PROBLEM A = Condense the paragraph of the passage on biblical wording that begins "Although the Nach specifically writes," keeping its main facts.
PROBLEM B = According to the passage on biblical wording, in which language does the Assyrian emissary refuse to communicate?
PROBLEM C = Write out the passage on biblical wording from "And, of course, as" up to and including "food or water).".

##### TEXT EXCERPT #####

And, of course, as Dr. Katz points out, King David likewise used the
phrase "any who urinates against the wall." It is a down to earth
expression.
        Now here's where it gets really interesting. In Milacheem/Kings 2
Chapter 18, verse 27, an Assyrian emissary is taunting the delegation
sent by King Kheezkeeya (Hezekiah), and tells them he won't communicate
in Aramaic, which then was unknown to the average Judean, but will speak
in Hebrew (literally, "Judaic") "...to the people sitting on the wall,
who will eat their own excrement and drink their own urine" (because the
Assyrian siege would leave them without any food or water).
        Although the Nach specifically writes the vulgar terms for their
excrement and their urine, the latter being "shayeenyayhem" in Hebrew,
there is also a parenthesis that tells us to pronounce it as "may
raglayeem," "leg water," which is a euphemism for urine.

##### GIVEN ENTRIES #####

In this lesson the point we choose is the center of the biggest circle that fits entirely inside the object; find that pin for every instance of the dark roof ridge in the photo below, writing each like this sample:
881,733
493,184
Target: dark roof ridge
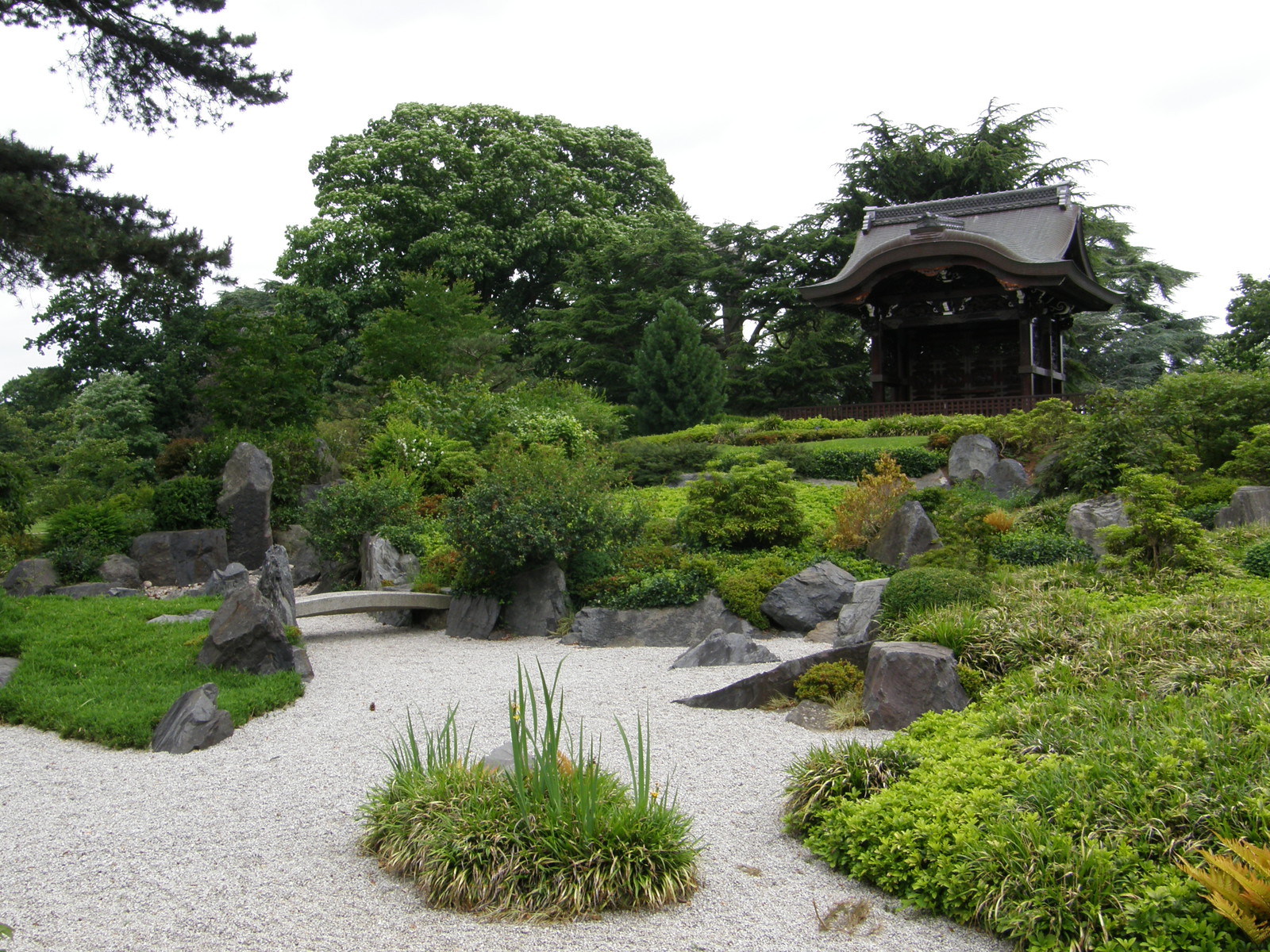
984,203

#####

FULL OUTPUT A = The Nach writes out the vulgar words for excrement and urine, with urine given as "shayeenyayhem" in Hebrew. A parenthesis directs that this word be pronounced "may raglayeem," meaning "leg water," a euphemism for urine.

FULL OUTPUT B = He refuses to communicate in Aramaic.

FULL OUTPUT C =
And, of course, as Dr. Katz points out, King David likewise used the
phrase "any who urinates against the wall." It is a down to earth
expression.
        Now here's where it gets really interesting. In Milacheem/Kings 2
Chapter 18, verse 27, an Assyrian emissary is taunting the delegation
sent by King Kheezkeeya (Hezekiah), and tells them he won't communicate
in Aramaic, which then was unknown to the average Judean, but will speak
in Hebrew (literally, "Judaic") "...to the people sitting on the wall,
who will eat their own excrement and drink their own urine" (because the
Assyrian siege would leave them without any food or water).